Data Start Marker

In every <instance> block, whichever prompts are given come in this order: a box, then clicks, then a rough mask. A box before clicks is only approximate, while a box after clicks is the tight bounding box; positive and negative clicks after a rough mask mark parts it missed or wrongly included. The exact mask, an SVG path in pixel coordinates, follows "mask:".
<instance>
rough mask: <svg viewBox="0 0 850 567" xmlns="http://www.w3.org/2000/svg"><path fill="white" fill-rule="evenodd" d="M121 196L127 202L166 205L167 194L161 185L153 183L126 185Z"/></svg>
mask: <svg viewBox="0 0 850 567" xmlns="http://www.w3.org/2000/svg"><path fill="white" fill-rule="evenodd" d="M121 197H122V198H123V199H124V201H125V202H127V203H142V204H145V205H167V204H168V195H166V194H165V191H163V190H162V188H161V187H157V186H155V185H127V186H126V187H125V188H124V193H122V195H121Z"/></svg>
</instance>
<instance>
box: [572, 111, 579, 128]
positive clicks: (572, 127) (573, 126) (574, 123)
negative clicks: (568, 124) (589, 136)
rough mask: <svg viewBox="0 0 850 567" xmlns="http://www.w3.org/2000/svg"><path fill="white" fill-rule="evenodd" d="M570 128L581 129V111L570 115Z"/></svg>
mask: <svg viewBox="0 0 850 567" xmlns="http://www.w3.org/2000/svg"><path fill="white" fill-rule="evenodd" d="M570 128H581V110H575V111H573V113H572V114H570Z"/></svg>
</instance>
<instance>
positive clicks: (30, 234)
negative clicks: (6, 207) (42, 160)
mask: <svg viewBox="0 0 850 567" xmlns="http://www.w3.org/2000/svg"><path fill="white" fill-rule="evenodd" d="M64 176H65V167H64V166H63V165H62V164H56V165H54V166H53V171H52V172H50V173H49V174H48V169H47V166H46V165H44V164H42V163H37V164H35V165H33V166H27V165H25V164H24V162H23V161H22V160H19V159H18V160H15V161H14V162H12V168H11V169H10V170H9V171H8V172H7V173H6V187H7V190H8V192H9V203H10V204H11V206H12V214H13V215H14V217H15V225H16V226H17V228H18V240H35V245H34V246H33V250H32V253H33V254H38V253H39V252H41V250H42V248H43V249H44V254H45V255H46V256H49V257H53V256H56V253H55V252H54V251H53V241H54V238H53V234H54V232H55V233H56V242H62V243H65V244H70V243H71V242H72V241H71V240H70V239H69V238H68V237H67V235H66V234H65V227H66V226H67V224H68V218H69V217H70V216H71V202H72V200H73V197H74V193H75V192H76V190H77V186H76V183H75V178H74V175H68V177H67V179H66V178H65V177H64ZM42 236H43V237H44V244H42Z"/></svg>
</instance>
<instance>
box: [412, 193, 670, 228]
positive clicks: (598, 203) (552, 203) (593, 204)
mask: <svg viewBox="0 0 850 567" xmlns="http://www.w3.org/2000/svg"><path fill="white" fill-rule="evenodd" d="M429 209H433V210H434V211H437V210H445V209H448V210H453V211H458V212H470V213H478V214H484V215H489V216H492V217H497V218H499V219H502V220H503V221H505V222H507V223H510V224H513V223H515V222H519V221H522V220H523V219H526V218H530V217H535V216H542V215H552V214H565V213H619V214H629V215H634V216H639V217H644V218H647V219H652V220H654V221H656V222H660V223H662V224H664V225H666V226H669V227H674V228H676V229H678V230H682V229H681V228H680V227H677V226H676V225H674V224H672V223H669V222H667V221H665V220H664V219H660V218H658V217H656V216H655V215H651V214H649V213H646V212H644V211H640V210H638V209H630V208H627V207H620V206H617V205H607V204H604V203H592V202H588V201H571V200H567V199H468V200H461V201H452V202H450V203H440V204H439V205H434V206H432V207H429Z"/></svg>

Data End Marker
Data Start Marker

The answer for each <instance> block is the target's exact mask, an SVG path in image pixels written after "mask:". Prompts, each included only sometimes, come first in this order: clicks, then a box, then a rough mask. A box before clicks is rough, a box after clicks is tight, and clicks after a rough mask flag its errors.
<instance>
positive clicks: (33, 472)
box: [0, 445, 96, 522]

Data End Marker

Copy whichever lines above contain the string "only".

In every <instance> block, whichever prompts are given come in this order: a box, then clicks, then a rough mask. A box before clicks is only approximate, while a box after clicks is the tight bounding box; positive and negative clicks after a rough mask mark parts it missed or wrongly included. The exact mask, an SVG path in pixel coordinates, follows "mask:".
The answer for each <instance> block is the target's exact mask, an SVG path in image pixels written after "mask:". Prompts, each included only sometimes, come first in this order: clicks, then a box, then a rough mask. A box before clicks is rough, a box after clicks is tight, and clicks after a rough mask flag its errors.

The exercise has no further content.